Start of Entries provided

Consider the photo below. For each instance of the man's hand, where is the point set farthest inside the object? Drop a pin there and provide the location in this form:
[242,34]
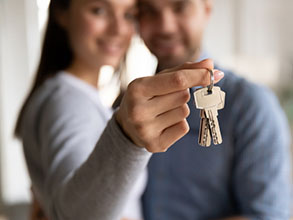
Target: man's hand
[154,109]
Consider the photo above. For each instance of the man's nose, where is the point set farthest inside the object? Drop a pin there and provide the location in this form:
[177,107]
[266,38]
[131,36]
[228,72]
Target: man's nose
[167,22]
[118,25]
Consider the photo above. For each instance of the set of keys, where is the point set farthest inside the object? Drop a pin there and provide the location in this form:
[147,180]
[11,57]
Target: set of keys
[209,100]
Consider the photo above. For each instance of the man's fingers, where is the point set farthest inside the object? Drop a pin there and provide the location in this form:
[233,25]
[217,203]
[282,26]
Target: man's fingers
[165,103]
[204,64]
[182,79]
[170,118]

End of Entries provided

Job: Copy the data above word for word from beginning to end, leaving out the pictures.

Solution for this problem:
Consider the photo below. For each instance of the man's hand, where is the point set farthest inside the object? Drop a pin there and provide the location in this form:
[242,34]
Target: man's hand
[154,109]
Consider the photo above. For each instance of the man's nose, where is the point set farthest inside the object? Drop a pin there and provide the location in this form:
[177,107]
[266,38]
[131,36]
[228,72]
Target: man's nose
[167,22]
[118,25]
Consider the photo above. For each instance of the set of keys, where is the point set farthest inside the object? Drop a pin there and provide the location in this form:
[147,180]
[11,57]
Target: set of keys
[209,100]
Consider the photo above. For each instance of the man's fingers, where is the point set farthest inside the object? Drop a pin there and provide the location in this form:
[233,25]
[217,203]
[282,26]
Target: man's fingers
[165,103]
[204,64]
[182,79]
[170,118]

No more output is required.